* **Excerpted text**
*** Block opens ***

Paul Coulson's investment vehicle, Yeoman, has cleared a profit of almost €35 million after the sale of waste management group Sterile Technologies.
Yeoman invested €5.5 million in the Dublin-based company in 1999, and has received €40 million for the 41.4 per cent stake it holds under the terms of a deal announced yesterday. Mr Coulson, a serial entrepreneur, controls the investment vehicle.
Sterile Technologies, which specialises in medical waste management, was bought by US firm Stericycle for €110 million including €14 million in debt.
Yeoman shares the proceeds of the sale with Des Rogers, who founded Sterile Technologies in 1996. Mr Rogers and his family have also received €40 million for a 41.4 per cent position in the firm.
Sterile's current chief executive, Niall Wall, was due almost €9 million under the deal, while another shareholder, Bill Blyde, received close to €8 million. Mr Blyde became involved with the company in 2003 when Sterile Technologies acquired his company, BFH, which was then the third-largest healthcare waste management company in the UK.
Sterile Technologies is the largest healthcare waste management company in the Republic and the UK, with revenues of roughly €45 million last year. Annual profits at the firm are estimated at about €10 million.
Yesterday's sale stemmed from last autumn, when Sterile Technologies received a number of unsolicited approaches from potential buyers. It is thought one of these approaches took the form of a management buyout.
The firm's shareholders then decided to conduct a formal sale process and appointed PricewaterhouseCoopers to find a buyer. This culminated in Stericycle, a quoted US leader in the sector, getting involved. Sterile Technologies has grown fairly dramatically since its inception, having first been awarded the contract to handle healthcare waste for publicly-funded hospitals in Ireland in 1998. In 2003, a year after Mr Coulson became chairman of the company, this contract was renewed for 10 years.
Following the acquisition of BFH in 2003, Sterile Technologies bought another UK firm, Eurocare Environmental Services, in early 2004.
Sterile Technologies operates from 17 sites throughout the UK and the Republic and employs more than 330 people. Stericycle said the deal would add about $46 million (€39 million) to its revenues this year.

*** Block closes ***

* **Prompt 1**
Translate this sentence from the article on the Sterile Technologies sale into Spanish: "Sterile Technologies, which specialises in medical waste management, was bought by US firm Stericycle for €110 million including €14 million in debt."
* **Prompt 2**
From the article on the Sterile Technologies sale, print the part that opens with the words containing "Yeoman invested €5.5" and closes with "in the firm.".
No task makes use of the records.

* **Input data**
*** Block opens ***

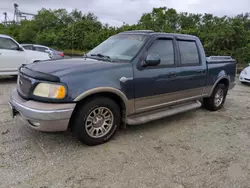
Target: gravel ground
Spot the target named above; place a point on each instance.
(194, 149)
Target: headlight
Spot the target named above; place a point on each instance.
(54, 91)
(244, 71)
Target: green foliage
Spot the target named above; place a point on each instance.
(81, 32)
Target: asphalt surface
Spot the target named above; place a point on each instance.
(194, 149)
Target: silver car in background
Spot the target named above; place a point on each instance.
(54, 54)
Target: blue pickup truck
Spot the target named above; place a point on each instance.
(131, 78)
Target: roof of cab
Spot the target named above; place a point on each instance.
(4, 36)
(151, 32)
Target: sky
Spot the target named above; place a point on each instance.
(115, 12)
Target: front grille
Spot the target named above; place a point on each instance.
(24, 85)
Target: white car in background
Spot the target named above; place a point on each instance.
(245, 75)
(13, 55)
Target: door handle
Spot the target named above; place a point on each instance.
(171, 74)
(199, 71)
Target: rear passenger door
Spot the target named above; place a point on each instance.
(156, 86)
(192, 76)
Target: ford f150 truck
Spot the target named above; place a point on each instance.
(131, 78)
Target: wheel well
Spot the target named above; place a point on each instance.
(112, 96)
(224, 81)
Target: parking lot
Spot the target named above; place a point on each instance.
(194, 149)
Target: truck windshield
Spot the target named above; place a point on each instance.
(119, 47)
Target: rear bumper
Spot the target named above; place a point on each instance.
(47, 117)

*** Block closes ***

* **Output 1**
Sterile Technologies, que se especializa en la gestión de residuos médicos, fue comprada por la empresa estadounidense Stericycle por 110 millones de euros, incluidos 14 millones de euros de deuda.

* **Output 2**
Yeoman invested €5.5 million in the Dublin-based company in 1999, and has received €40 million for the 41.4 per cent stake it holds under the terms of a deal announced yesterday. Mr Coulson, a serial entrepreneur, controls the investment vehicle.
Sterile Technologies, which specialises in medical waste management, was bought by US firm Stericycle for €110 million including €14 million in debt.
Yeoman shares the proceeds of the sale with Des Rogers, who founded Sterile Technologies in 1996. Mr Rogers and his family have also received €40 million for a 41.4 per cent position in the firm.